▶ _Exercise_
Print the data that follows exactly.

++++++++++++++++++++

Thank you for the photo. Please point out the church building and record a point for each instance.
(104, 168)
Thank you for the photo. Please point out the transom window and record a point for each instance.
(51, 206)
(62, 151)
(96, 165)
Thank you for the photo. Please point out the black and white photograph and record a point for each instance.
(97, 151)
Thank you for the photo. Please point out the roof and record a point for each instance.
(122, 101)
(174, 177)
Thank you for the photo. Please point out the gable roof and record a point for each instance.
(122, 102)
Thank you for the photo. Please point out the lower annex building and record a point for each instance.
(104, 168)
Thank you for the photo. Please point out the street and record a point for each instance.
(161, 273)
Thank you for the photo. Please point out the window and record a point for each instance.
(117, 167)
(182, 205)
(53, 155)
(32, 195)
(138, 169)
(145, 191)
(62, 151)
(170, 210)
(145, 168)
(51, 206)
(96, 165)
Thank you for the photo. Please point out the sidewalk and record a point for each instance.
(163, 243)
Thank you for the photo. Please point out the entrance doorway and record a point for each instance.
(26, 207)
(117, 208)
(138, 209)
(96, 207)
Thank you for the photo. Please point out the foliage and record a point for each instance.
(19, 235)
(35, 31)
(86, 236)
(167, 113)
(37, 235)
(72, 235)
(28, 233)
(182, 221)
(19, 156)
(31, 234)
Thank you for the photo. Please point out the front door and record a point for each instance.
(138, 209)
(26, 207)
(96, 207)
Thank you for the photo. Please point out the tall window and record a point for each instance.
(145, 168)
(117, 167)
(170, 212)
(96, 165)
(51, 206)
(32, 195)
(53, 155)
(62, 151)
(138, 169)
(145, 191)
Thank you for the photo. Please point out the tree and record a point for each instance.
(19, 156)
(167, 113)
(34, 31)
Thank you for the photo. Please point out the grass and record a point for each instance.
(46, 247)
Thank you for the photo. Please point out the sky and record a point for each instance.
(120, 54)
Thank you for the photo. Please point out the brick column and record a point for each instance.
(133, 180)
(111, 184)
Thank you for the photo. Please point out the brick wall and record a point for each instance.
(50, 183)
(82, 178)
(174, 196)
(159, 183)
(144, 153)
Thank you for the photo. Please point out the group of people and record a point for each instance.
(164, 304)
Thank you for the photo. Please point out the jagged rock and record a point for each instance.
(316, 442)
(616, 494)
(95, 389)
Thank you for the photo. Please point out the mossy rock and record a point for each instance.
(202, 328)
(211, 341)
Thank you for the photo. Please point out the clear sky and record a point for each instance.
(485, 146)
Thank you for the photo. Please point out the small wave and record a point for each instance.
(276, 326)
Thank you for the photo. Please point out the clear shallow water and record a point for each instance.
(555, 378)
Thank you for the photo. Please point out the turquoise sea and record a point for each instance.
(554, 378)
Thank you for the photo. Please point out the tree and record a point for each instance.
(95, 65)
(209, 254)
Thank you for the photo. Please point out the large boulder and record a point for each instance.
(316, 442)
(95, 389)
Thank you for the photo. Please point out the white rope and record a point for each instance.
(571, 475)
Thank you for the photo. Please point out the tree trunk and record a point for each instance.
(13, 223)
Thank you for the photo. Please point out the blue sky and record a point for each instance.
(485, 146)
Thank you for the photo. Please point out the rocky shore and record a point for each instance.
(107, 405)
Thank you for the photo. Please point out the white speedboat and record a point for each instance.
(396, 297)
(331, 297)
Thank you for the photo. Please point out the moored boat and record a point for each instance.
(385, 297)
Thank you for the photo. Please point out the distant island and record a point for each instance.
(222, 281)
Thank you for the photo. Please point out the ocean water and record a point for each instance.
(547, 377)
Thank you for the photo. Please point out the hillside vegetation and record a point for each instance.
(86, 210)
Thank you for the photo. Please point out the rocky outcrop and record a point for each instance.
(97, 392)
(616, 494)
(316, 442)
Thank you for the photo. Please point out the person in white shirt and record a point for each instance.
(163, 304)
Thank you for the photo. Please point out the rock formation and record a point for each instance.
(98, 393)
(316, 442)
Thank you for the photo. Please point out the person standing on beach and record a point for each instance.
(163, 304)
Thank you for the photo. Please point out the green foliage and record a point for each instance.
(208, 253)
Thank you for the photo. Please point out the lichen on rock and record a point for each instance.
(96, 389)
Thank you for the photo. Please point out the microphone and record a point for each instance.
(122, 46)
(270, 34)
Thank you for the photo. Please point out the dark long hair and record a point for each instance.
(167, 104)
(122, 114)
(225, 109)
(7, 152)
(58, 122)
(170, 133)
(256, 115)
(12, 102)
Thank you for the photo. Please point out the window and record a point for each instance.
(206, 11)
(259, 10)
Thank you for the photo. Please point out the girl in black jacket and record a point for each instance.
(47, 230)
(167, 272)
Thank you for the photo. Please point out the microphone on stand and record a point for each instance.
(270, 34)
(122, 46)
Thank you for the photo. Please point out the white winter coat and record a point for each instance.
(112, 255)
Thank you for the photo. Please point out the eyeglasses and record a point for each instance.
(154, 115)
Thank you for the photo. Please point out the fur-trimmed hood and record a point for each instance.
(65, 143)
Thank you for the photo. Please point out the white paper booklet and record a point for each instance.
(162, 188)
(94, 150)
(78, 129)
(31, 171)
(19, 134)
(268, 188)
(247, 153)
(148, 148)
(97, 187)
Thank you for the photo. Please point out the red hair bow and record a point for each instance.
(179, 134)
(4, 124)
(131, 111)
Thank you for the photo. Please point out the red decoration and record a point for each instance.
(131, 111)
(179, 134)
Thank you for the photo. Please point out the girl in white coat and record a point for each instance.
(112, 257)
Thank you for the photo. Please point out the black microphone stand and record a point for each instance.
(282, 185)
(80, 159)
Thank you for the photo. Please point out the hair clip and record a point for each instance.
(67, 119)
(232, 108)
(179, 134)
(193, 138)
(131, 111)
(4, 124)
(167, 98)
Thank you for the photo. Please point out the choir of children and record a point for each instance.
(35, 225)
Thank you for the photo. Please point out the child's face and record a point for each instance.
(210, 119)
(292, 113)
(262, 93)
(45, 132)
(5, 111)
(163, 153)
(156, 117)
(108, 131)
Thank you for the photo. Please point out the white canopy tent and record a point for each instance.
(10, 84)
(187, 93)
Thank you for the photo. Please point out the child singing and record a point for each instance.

++++++++++++++++++++

▶ _Output of the task_
Thank you for the photo. Please point out the church building and record a point for each instance.
(104, 168)
Thank you for the photo. Please point out the transom window and record a point for each instance.
(51, 206)
(62, 151)
(96, 165)
Thank you for the photo. Please point out the black and white photograph and record a point for each instance.
(97, 151)
Thank you for the photo. Please point out the roof and record a point for each instance.
(122, 101)
(174, 177)
Thank you for the photo. Please point out the gable roof and record a point for each instance.
(122, 102)
Thank you for the photo. Please point out the lower annex building and record a point for each instance.
(104, 168)
Thank you for the photo. Please point out the street and record a point for each instance.
(161, 273)
Thank you for the photo. Please point out the window and record a point for each instance.
(117, 167)
(182, 205)
(53, 155)
(32, 195)
(138, 169)
(145, 191)
(62, 151)
(170, 210)
(145, 168)
(51, 206)
(96, 165)
Thank you for the photo. Please point out the sidewalk and record a point for each instance.
(163, 243)
Thank you for the photo. Please point out the entrance doorway and record a point for each instance.
(26, 207)
(117, 208)
(138, 209)
(96, 207)
Thank you for the photo. Please point out the foliage and record a point for each instance.
(19, 235)
(35, 31)
(86, 236)
(167, 113)
(37, 235)
(72, 235)
(28, 233)
(182, 221)
(19, 156)
(31, 234)
Thank you for the photo. Please point out the front door and record a point for each instance.
(138, 209)
(26, 207)
(96, 207)
Thank you for the photo. Please point out the tall window and record a point for each instance.
(145, 168)
(117, 167)
(170, 212)
(96, 165)
(51, 206)
(32, 195)
(53, 155)
(62, 151)
(138, 169)
(145, 191)
Thank you for the photo. Please point out the tree and record a point for each instance.
(19, 156)
(167, 113)
(34, 31)
Thank you for the photo. Please point out the grass and record a point for each instance.
(46, 247)
Thank you for the photo. Please point out the sky and record a point for each instance.
(120, 54)
Thank you for the photo. Please point out the brick column and record a point for each instance.
(133, 180)
(111, 184)
Thank you for the photo. Please point out the brick wall and record a point for each instance.
(50, 183)
(82, 178)
(174, 196)
(159, 183)
(144, 153)
Thank you for the photo. Please point out the group of people and record a point for each instance.
(164, 304)
Thank you for the photo. Please point out the jagged rock and record a point for each instance.
(316, 442)
(616, 494)
(95, 389)
Thank you for the photo. Please point out the mossy rock and record a point for each instance.
(202, 328)
(211, 341)
Thank you for the photo. Please point out the clear sky and record a point for each instance.
(485, 146)
Thank you for the photo. Please point out the small wave and record a point for each instance.
(276, 326)
Thank you for the photo. Please point out the clear shallow water and record a point for each instance.
(555, 378)
Thank you for the photo. Please point out the turquoise sea and record a point for each instance.
(554, 378)
Thank you for the photo. Please point out the tree and record a point for each instance.
(95, 65)
(209, 254)
Thank you for the photo. Please point out the large boulder and record a point for each instance.
(316, 442)
(95, 389)
Thank you for the photo. Please point out the white rope and record a point for each instance.
(571, 475)
Thank you for the photo. Please point out the tree trunk and record a point for each instance.
(13, 223)
Thank you for the photo. Please point out the blue sky and record a point for each instance.
(485, 146)
Thank you for the photo. Please point out the rocky shore and record a point for each instance.
(107, 405)
Thank you for the photo. Please point out the white speedboat and record a point for each instance.
(396, 297)
(331, 297)
Thank you for the photo. Please point out the moored boat and record a point for each instance.
(385, 297)
Thank you for the photo. Please point out the distant island and record a point for each instance.
(222, 281)
Thank you for the photo. Please point out the ocean water and record a point for each instance.
(547, 377)
Thank you for the photo. Please point out the hillside vegetation and record a point for each instance.
(86, 210)
Thank you for the photo. Please point out the rocky outcrop and record a point for each instance.
(97, 392)
(616, 494)
(316, 442)
Thank you for the photo. Please point out the person in white shirt and record a point for each instance.
(163, 304)
Thank you for the photo. Please point out the rock formation and record a point for each instance.
(98, 393)
(316, 442)
Thank you for the photo. Please point out the person standing on beach and record a point for each instance.
(163, 304)
Thank you for the photo. Please point out the green foliage and record a point for each instance.
(208, 253)
Thank you for the photo. Please point out the lichen on rock and record a point for each instance.
(96, 389)
Thank you for the photo. Please point out the microphone and record a point for each instance.
(122, 46)
(270, 34)
Thank you for the photo. Please point out the dark long hair and record a point for each instance.
(167, 104)
(122, 114)
(225, 109)
(7, 152)
(58, 122)
(170, 133)
(256, 115)
(12, 102)
Thank you for the photo. Please point out the window and record a point for each instance.
(206, 11)
(259, 10)
Thank you for the photo. Please point out the girl in black jacket and record a point for each instance.
(47, 230)
(167, 272)
Thank you for the photo. Please point out the microphone on stand and record a point for each instance.
(270, 34)
(122, 46)
Thank you for the photo. Please point out the white winter coat and record a point for each instance.
(112, 255)
Thank you for the photo. Please point out the eyeglasses and record a point for each instance.
(154, 115)
Thank you for the photo. Please point out the fur-trimmed hood and record a point for each instance.
(65, 143)
Thank you for the photo. Please point out the white paper booklet and record a point for each instance.
(162, 188)
(94, 150)
(78, 129)
(31, 171)
(19, 134)
(268, 188)
(247, 153)
(148, 148)
(97, 187)
Thank you for the photo. Please point out the red hair bow and record a point for each instance.
(179, 134)
(4, 124)
(131, 111)
Thank you for the photo. Please point out the red decoration and record a point for each instance.
(131, 111)
(179, 134)
Thank you for the photo. Please point out the girl in white coat and record a point for each instance.
(112, 257)
Thank you for the photo. Please point out the black microphone stand and record a point for each instance.
(282, 185)
(80, 159)
Thank you for the photo. Please point out the hair clip and record a point for each instance.
(67, 119)
(232, 108)
(179, 134)
(193, 138)
(131, 111)
(4, 124)
(167, 98)
Thank you for the photo. Please point out the choir of children and record a point for each instance.
(35, 225)
Thank you for the photo. Please point out the child's face and record a point for each instance.
(210, 119)
(292, 113)
(262, 93)
(45, 132)
(5, 111)
(163, 153)
(156, 117)
(108, 131)
Thank you for the photo. Please point out the white canopy tent and record a point for each instance.
(10, 84)
(187, 93)
Thank you for the photo. Please point out the child singing and record a point for each instance.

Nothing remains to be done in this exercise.